**TEXT:**
# COWTOWN Horse Auction in Turlock CA last night



## Brandi* (Oct 21, 2007)

I went to the auction just to see what was available. I only planned on staying through the ponies and mini's but ended up staying to the end. There were a few mini geldings but nothing I just had to have. They were so overweight!!!!!!!!!! There were only 3 minis and the two that sold went for $200 and the nicest one didn't sell because the owner wanted more then $325. Two of the larger horses sold for $75 dollars!!!!




: I couldn't believe it!!! And a few of the horses looked so nice and they only sold for around $200. I was in shock!!!! I have never actually stayed for the auction. I always just cruise through and take a look at everything and then leave. I had no idea you could get horses for so cheap!!! A registered QH went for $200 and he was REALLY nice!!!!! Papers and all! Anyways it made me very sad to see the shape of some of the horses. If I believed in living more than once, I sure wouldn't want to come back as a horse!! Poor things! It seems like a living h*# for them I watched as people bid on them and I was happy to see that most of the people looked like family's and trainers. I would love to just bid on the ones that no one else wants just to give them a happy home



:

I might head down there for the next auction in two weeks just to check out the mini's again. Ya never know what will come through.



:


----------



## HGFarm (Oct 21, 2007)

With foreclosure rates at the highest, people losing jobs to overseas business or company cut backs, and the high rates of gas, groceries, utilities, etc.. to keep up with- I am not surprized. Were they registered?


----------



## Brandi* (Oct 21, 2007)

HGFarm said:


> With foreclosure rates at the highest, people losing jobs to overseas business or company cut backs, and the high rates of gas, groceries, utilities, etc.. to keep up with- I am not surprized. Were they registered?



The mini's weren't registered if thats what you were wanting to know. There were big horses that were registered that only went for $200-$300 if that.


----------



## [email protected] (Oct 22, 2007)

thats really sad to hear - i've never been to an auction (breed specific ones only), and as a breeder have always been concerned about those horses you sell and lose touch with the new owner . . . I would hate to have a horse run through one of those.

Unfortunately, as Laurie pointed out, with our economy and the rising cost of feed, there may be more minis run through these.


----------



## crponies (Oct 22, 2007)

What is the day and time of the next one? That might be something interesting to go to sometime. Do they do tack too?


----------



## Brandi* (Oct 23, 2007)

crponies said:


> What is the day and time of the next one? That might be something interesting to go to sometime. Do they do tack too?

**GIVEN ENTRIES:**
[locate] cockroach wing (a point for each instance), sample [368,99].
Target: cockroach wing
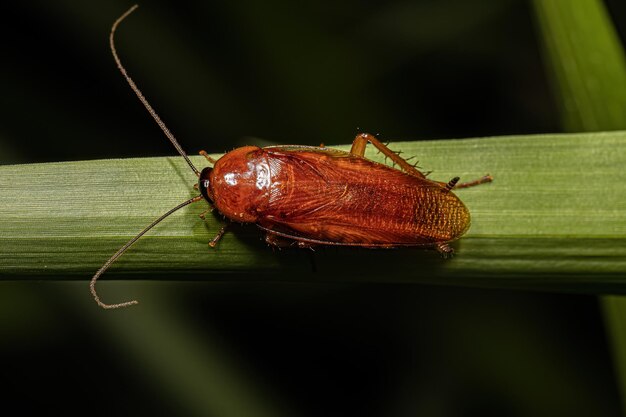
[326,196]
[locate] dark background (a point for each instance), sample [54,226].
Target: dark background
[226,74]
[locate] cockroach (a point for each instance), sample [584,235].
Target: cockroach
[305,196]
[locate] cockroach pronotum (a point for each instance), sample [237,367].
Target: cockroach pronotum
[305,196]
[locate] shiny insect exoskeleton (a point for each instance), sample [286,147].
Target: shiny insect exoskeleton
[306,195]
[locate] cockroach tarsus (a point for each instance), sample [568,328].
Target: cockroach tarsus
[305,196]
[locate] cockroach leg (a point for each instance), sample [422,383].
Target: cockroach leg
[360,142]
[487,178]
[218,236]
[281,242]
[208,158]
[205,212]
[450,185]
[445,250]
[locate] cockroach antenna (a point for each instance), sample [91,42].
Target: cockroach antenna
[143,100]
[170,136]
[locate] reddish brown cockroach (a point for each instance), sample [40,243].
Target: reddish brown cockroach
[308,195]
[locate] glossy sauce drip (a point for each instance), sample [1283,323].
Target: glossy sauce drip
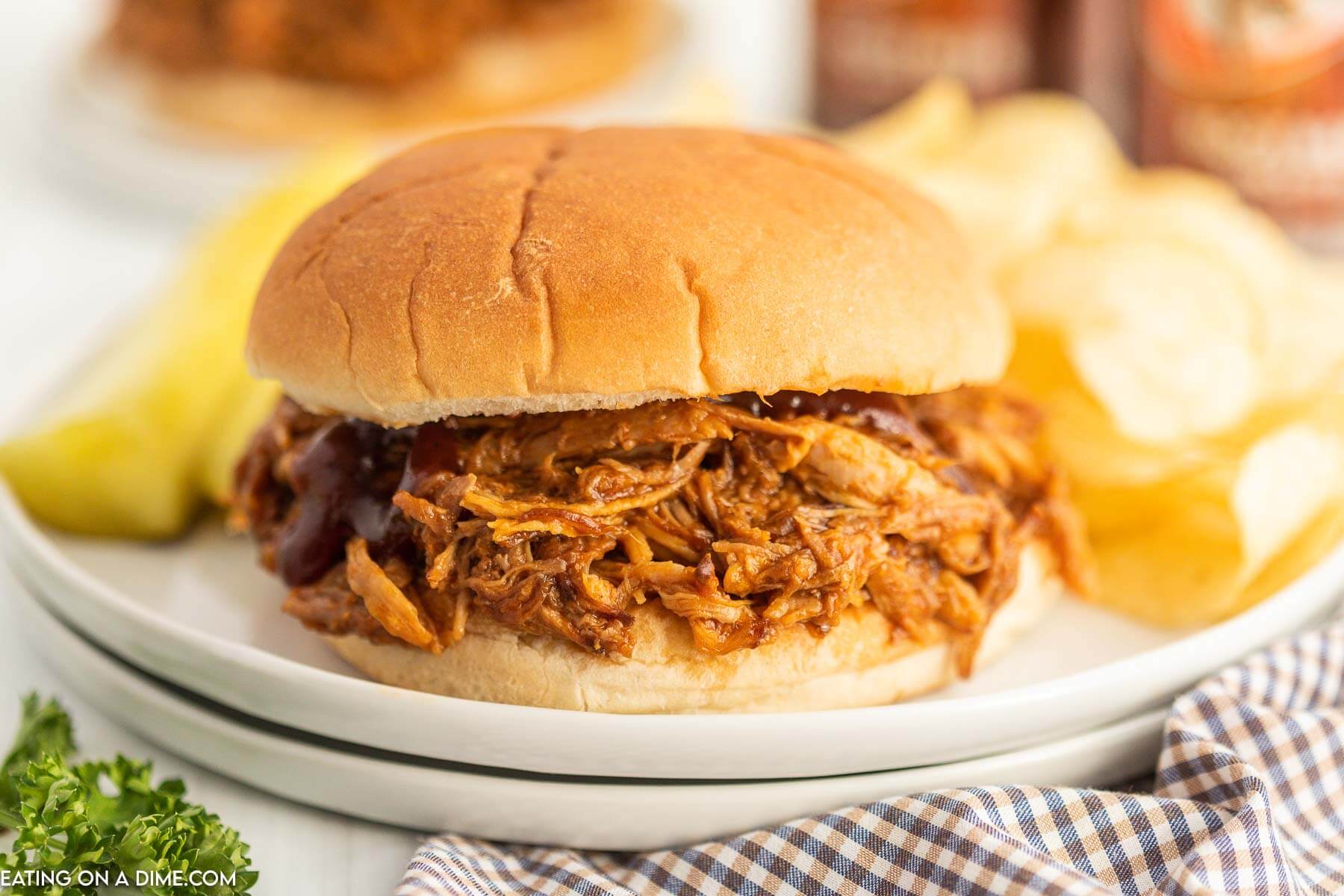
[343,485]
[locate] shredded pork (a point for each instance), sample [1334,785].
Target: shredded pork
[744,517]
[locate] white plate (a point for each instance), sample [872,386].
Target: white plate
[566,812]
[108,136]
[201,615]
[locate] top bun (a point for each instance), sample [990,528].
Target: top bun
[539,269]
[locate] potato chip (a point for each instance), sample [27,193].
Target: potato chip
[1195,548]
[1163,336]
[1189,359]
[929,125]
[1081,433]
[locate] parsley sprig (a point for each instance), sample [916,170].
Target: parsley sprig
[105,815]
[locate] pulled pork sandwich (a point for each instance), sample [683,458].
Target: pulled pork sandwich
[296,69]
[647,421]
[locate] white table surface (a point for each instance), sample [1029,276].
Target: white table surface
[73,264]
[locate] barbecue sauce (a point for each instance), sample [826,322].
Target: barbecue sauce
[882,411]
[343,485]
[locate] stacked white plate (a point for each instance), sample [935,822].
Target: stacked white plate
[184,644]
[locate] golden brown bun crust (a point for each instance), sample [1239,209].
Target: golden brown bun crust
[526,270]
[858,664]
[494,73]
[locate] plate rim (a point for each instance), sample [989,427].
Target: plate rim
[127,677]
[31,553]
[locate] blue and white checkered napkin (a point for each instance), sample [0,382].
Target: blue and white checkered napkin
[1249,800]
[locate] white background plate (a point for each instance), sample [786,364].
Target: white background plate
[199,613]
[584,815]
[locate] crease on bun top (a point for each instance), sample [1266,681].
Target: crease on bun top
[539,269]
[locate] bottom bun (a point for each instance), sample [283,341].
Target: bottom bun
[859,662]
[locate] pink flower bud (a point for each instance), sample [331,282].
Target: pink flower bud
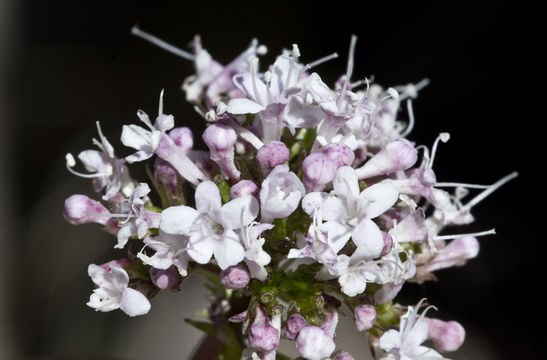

**WORK TO BE COMPLETED:**
Please answer these from the auction thread:
(a) How many minis were at the auction?
(b) What price did the registered QH go for?
(c) When is the next auction?
The rows have nothing to do with the auction thread.

**RESPONSE TO THE EXERCISE:**
(a) Three.
(b) $200.
(c) In two weeks.